What is being asked
In the records below, find each line with "building" and copy it.

Photo-based referring expression data:
━━━

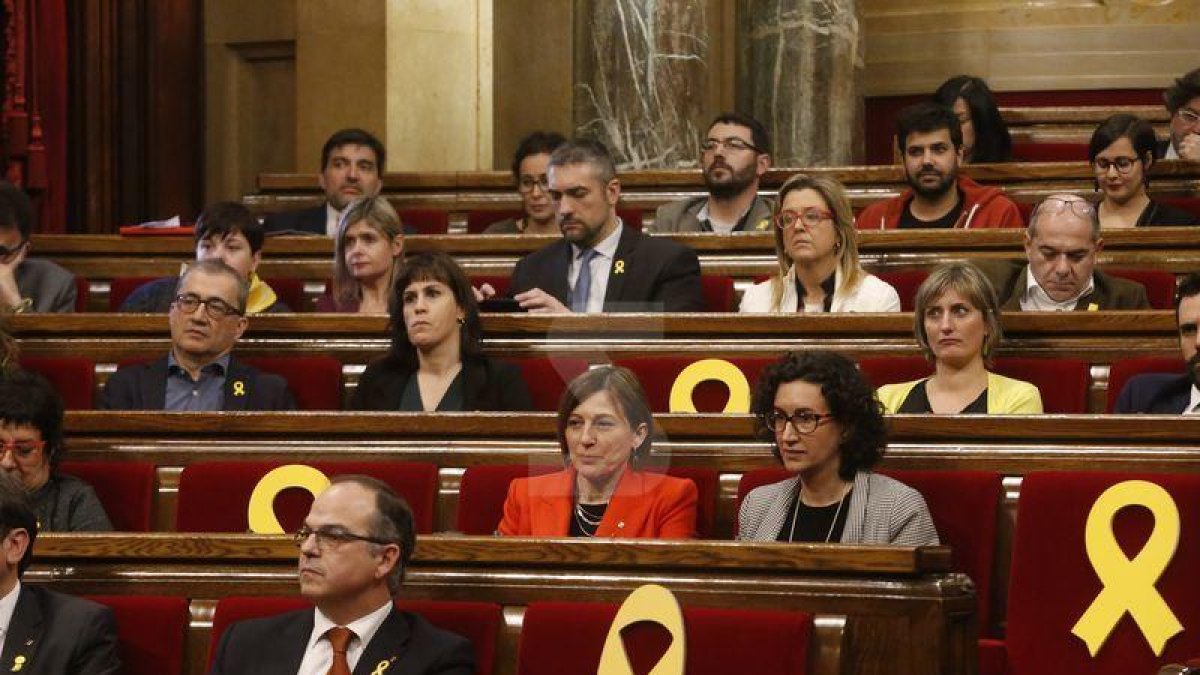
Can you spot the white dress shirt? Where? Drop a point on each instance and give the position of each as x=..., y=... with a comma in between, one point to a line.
x=319, y=653
x=600, y=266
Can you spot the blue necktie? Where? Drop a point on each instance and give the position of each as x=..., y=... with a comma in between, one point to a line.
x=583, y=282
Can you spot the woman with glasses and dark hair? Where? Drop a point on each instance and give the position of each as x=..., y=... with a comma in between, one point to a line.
x=1121, y=153
x=437, y=362
x=985, y=138
x=817, y=252
x=33, y=446
x=957, y=322
x=604, y=431
x=827, y=428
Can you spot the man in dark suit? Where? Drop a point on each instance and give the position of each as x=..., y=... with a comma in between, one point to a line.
x=47, y=633
x=1159, y=393
x=600, y=264
x=1061, y=245
x=354, y=547
x=207, y=317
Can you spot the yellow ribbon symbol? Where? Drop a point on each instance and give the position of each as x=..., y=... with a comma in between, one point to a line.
x=261, y=512
x=1129, y=584
x=646, y=603
x=702, y=371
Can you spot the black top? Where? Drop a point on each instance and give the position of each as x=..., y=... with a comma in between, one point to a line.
x=917, y=402
x=814, y=524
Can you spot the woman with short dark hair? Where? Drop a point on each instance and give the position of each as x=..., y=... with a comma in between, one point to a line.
x=827, y=426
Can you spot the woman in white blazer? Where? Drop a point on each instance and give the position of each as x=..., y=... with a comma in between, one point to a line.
x=817, y=251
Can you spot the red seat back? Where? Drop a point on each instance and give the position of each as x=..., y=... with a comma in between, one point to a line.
x=1053, y=583
x=214, y=496
x=125, y=489
x=316, y=382
x=568, y=639
x=151, y=631
x=72, y=377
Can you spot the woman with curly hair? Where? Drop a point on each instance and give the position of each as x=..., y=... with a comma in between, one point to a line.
x=828, y=429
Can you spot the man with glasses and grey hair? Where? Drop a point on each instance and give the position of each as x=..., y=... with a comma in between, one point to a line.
x=733, y=155
x=207, y=317
x=1061, y=245
x=354, y=547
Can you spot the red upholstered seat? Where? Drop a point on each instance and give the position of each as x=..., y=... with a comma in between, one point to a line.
x=484, y=488
x=568, y=639
x=659, y=374
x=316, y=382
x=479, y=622
x=151, y=631
x=214, y=496
x=1123, y=369
x=964, y=506
x=1053, y=583
x=906, y=282
x=1159, y=285
x=125, y=489
x=549, y=377
x=72, y=377
x=426, y=221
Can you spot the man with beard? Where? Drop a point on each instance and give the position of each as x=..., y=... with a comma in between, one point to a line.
x=735, y=155
x=600, y=264
x=1159, y=393
x=930, y=142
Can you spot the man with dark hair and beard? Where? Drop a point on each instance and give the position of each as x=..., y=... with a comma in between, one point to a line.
x=1161, y=393
x=930, y=143
x=735, y=154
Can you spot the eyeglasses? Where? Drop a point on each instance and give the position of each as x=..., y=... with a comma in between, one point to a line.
x=528, y=183
x=216, y=308
x=333, y=537
x=810, y=217
x=804, y=422
x=1125, y=165
x=21, y=449
x=731, y=143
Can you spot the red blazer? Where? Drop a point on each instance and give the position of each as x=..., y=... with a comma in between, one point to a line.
x=643, y=506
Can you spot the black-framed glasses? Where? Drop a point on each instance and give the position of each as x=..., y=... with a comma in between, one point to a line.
x=333, y=537
x=804, y=422
x=731, y=143
x=215, y=308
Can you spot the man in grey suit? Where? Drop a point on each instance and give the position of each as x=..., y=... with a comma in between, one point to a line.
x=28, y=285
x=733, y=155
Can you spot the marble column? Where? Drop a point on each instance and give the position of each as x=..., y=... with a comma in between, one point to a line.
x=799, y=72
x=641, y=73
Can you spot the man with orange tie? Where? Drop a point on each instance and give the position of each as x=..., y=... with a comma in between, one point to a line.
x=354, y=547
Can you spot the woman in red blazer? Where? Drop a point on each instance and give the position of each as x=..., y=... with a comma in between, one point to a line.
x=604, y=430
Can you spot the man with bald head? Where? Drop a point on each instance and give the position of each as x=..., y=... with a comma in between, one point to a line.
x=1062, y=243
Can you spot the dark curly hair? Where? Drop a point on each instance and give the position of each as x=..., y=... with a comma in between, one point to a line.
x=851, y=401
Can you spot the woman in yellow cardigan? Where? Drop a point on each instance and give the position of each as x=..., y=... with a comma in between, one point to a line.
x=957, y=321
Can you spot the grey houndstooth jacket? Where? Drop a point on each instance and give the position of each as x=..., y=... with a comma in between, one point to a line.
x=882, y=511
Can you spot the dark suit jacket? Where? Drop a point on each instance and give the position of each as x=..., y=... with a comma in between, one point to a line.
x=275, y=646
x=1155, y=393
x=144, y=387
x=60, y=634
x=489, y=384
x=648, y=275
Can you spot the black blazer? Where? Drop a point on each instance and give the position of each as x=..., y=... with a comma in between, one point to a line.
x=648, y=275
x=275, y=645
x=1155, y=393
x=489, y=384
x=58, y=634
x=144, y=387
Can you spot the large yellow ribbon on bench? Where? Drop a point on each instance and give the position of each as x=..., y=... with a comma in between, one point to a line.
x=1129, y=584
x=646, y=603
x=261, y=511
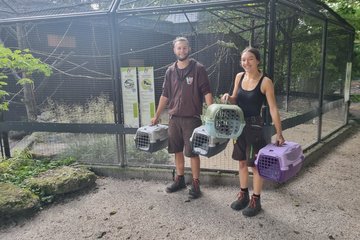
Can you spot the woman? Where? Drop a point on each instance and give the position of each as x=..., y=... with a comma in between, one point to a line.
x=251, y=88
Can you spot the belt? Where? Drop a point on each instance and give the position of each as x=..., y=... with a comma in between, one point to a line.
x=175, y=116
x=254, y=120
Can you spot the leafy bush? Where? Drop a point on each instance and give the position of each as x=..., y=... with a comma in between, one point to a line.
x=21, y=167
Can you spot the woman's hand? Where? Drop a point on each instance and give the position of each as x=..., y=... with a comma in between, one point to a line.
x=154, y=120
x=225, y=98
x=279, y=139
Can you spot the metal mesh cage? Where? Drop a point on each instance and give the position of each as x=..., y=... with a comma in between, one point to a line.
x=151, y=138
x=224, y=121
x=204, y=144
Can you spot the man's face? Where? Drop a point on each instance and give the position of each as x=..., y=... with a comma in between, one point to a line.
x=181, y=50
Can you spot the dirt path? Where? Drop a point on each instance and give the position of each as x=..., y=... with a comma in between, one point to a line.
x=321, y=203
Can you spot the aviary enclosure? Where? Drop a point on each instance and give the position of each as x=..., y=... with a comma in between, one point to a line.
x=80, y=110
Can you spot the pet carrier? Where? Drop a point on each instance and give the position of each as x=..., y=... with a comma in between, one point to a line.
x=151, y=138
x=279, y=163
x=204, y=144
x=224, y=121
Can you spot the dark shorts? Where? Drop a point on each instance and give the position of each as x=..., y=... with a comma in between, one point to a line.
x=180, y=130
x=249, y=143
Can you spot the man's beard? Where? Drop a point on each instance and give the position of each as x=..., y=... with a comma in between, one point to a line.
x=182, y=58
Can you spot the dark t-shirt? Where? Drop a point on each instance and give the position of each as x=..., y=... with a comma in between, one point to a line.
x=250, y=102
x=186, y=88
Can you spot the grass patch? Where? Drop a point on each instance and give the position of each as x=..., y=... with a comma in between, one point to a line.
x=22, y=167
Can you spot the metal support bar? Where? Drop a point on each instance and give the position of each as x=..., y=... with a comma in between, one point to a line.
x=322, y=76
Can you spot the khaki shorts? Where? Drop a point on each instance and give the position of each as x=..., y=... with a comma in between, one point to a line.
x=180, y=130
x=248, y=144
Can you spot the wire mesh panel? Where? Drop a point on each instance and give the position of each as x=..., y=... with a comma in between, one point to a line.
x=50, y=8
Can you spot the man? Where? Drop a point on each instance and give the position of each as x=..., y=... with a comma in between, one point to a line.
x=185, y=86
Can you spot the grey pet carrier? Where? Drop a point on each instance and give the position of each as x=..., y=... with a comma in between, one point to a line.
x=204, y=144
x=151, y=138
x=224, y=121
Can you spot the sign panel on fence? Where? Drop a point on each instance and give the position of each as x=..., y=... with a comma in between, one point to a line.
x=129, y=96
x=147, y=94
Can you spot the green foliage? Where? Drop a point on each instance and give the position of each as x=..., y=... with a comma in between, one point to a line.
x=22, y=166
x=96, y=110
x=350, y=11
x=17, y=63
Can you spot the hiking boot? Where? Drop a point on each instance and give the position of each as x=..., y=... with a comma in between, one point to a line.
x=178, y=184
x=241, y=202
x=254, y=207
x=194, y=191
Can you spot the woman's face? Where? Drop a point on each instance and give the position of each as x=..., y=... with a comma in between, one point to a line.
x=181, y=50
x=249, y=62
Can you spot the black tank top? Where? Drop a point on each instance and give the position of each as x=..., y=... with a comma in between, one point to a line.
x=251, y=101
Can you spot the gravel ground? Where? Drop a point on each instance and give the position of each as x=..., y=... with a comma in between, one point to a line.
x=321, y=203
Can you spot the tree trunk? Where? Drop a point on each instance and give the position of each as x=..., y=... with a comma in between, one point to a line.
x=29, y=96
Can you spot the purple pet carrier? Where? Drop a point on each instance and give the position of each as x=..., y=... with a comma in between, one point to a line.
x=279, y=163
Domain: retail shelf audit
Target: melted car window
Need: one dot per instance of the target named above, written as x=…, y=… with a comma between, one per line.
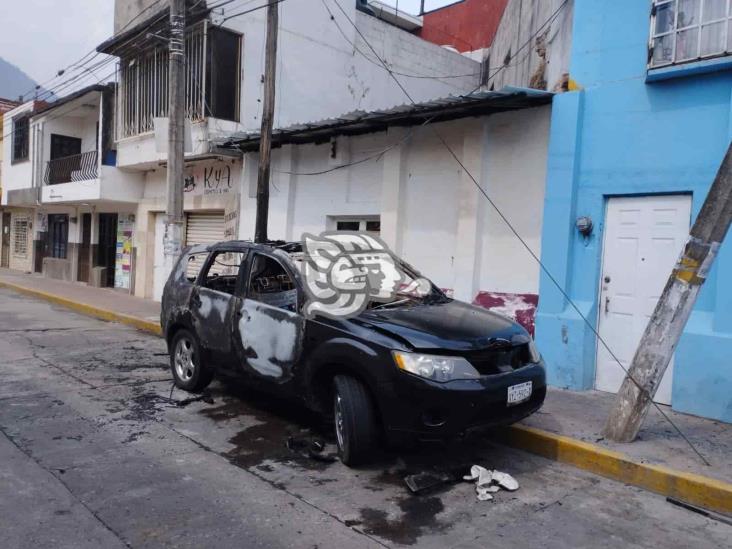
x=270, y=284
x=223, y=272
x=195, y=263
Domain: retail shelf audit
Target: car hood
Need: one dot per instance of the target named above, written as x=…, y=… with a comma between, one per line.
x=450, y=325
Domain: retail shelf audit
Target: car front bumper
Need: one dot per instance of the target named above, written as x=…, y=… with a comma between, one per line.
x=430, y=410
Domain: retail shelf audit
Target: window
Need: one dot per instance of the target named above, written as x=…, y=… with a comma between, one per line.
x=223, y=272
x=212, y=81
x=21, y=135
x=58, y=235
x=368, y=224
x=689, y=30
x=195, y=264
x=270, y=284
x=20, y=236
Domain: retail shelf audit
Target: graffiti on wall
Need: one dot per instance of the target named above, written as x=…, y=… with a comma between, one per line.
x=123, y=260
x=207, y=180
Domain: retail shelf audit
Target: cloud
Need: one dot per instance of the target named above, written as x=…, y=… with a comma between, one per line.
x=43, y=36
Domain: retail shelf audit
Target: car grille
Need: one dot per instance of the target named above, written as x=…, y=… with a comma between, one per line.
x=499, y=359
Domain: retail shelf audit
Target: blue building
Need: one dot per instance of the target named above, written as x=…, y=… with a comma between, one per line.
x=635, y=149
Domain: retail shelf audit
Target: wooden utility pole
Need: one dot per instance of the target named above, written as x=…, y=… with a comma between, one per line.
x=172, y=239
x=265, y=140
x=673, y=309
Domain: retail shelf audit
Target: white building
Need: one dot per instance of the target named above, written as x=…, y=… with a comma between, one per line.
x=325, y=68
x=71, y=209
x=388, y=173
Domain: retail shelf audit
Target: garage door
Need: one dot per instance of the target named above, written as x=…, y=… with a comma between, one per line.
x=203, y=228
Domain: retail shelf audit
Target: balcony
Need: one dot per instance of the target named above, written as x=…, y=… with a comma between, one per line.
x=78, y=167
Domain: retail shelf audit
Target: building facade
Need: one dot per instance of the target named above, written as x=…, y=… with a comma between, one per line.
x=72, y=211
x=635, y=151
x=5, y=217
x=325, y=69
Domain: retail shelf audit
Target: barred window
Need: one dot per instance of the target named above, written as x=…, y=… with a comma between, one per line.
x=20, y=236
x=213, y=58
x=21, y=136
x=689, y=30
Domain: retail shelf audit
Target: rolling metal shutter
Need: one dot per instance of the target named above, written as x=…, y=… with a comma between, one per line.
x=203, y=228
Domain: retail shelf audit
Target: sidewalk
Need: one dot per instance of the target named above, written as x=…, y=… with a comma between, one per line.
x=104, y=303
x=582, y=416
x=567, y=429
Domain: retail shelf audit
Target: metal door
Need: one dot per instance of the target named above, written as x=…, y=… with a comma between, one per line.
x=5, y=257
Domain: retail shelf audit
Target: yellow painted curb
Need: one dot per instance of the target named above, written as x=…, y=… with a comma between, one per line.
x=89, y=310
x=709, y=493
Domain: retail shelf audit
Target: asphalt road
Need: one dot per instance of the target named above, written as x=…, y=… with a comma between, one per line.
x=96, y=451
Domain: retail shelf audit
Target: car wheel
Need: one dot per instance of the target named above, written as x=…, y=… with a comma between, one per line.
x=355, y=420
x=189, y=372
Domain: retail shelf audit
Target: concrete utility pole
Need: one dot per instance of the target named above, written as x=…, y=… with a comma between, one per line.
x=265, y=141
x=172, y=240
x=673, y=309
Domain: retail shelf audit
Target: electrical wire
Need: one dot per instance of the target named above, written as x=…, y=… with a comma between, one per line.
x=92, y=52
x=374, y=62
x=513, y=230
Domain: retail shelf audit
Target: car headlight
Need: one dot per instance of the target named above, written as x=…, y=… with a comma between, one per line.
x=434, y=367
x=534, y=354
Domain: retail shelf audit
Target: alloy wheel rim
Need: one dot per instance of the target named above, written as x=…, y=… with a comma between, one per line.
x=339, y=422
x=185, y=365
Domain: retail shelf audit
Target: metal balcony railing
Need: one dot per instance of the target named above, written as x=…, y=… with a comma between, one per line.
x=78, y=167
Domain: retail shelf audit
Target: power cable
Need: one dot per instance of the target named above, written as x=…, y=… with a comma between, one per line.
x=523, y=242
x=93, y=51
x=374, y=62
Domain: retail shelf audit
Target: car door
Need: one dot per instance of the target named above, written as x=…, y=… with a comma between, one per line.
x=213, y=303
x=269, y=332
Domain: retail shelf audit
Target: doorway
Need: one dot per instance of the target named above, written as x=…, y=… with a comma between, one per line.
x=84, y=263
x=107, y=247
x=5, y=254
x=643, y=239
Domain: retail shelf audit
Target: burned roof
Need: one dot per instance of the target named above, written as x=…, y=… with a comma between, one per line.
x=360, y=122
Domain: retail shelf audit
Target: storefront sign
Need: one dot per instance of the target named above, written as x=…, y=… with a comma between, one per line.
x=123, y=264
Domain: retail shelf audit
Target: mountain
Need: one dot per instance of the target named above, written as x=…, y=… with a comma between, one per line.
x=14, y=82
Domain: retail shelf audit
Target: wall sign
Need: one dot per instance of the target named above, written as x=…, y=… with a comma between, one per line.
x=123, y=263
x=211, y=179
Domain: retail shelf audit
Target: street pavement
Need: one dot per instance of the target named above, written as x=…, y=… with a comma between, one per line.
x=98, y=450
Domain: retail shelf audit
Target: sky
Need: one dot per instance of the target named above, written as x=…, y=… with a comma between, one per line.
x=43, y=36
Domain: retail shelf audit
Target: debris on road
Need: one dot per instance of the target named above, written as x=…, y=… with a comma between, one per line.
x=700, y=510
x=422, y=482
x=311, y=448
x=485, y=479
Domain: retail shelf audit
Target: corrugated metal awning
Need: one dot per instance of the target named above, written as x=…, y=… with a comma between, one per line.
x=360, y=122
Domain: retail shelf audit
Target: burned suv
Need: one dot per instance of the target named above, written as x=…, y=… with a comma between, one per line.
x=414, y=367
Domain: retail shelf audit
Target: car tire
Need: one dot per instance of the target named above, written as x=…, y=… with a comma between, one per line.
x=189, y=371
x=354, y=419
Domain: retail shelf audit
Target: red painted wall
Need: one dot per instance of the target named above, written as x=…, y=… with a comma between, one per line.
x=467, y=25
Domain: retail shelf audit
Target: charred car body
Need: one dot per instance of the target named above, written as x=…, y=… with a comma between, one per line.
x=429, y=367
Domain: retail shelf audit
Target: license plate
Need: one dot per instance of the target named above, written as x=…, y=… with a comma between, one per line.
x=519, y=393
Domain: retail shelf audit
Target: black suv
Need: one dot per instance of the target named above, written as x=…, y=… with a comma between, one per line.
x=425, y=367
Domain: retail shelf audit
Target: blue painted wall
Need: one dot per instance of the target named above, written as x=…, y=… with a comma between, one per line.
x=624, y=135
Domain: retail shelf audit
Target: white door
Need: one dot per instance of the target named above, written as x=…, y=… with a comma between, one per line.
x=160, y=275
x=643, y=239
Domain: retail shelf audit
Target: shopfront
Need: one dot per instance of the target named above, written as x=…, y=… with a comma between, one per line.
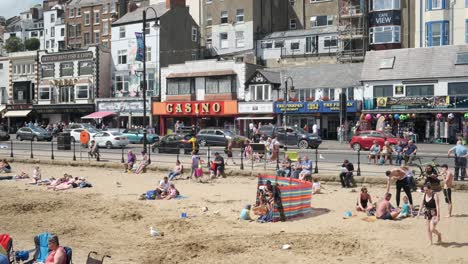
x=202, y=114
x=325, y=114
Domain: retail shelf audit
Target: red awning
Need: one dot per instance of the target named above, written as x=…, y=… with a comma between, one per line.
x=99, y=115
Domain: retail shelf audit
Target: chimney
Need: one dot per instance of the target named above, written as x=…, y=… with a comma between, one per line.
x=170, y=4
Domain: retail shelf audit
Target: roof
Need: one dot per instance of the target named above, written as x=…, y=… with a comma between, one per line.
x=137, y=15
x=415, y=63
x=303, y=32
x=323, y=75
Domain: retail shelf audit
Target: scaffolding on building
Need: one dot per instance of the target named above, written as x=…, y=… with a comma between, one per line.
x=352, y=30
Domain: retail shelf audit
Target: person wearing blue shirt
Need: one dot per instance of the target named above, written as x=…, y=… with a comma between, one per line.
x=460, y=160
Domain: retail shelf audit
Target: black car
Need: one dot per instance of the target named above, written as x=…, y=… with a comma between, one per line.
x=173, y=144
x=292, y=136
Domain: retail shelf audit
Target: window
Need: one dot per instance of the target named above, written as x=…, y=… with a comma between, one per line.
x=320, y=21
x=385, y=34
x=97, y=18
x=378, y=5
x=330, y=42
x=224, y=17
x=122, y=32
x=437, y=33
x=45, y=93
x=86, y=19
x=292, y=24
x=239, y=15
x=221, y=84
x=121, y=83
x=66, y=69
x=105, y=28
x=180, y=86
x=383, y=90
x=86, y=38
x=122, y=56
x=82, y=92
x=96, y=38
x=105, y=8
x=223, y=39
x=85, y=68
x=194, y=34
x=260, y=92
x=295, y=45
x=420, y=90
x=240, y=39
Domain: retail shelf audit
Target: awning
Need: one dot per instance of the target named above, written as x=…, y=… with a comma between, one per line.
x=99, y=115
x=201, y=74
x=255, y=118
x=17, y=113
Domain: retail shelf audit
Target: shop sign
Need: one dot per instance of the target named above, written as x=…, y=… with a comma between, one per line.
x=384, y=18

━━━

Result of this exercise
Target: blue building
Target: white building
Target: building facade
Target: scaffolding on building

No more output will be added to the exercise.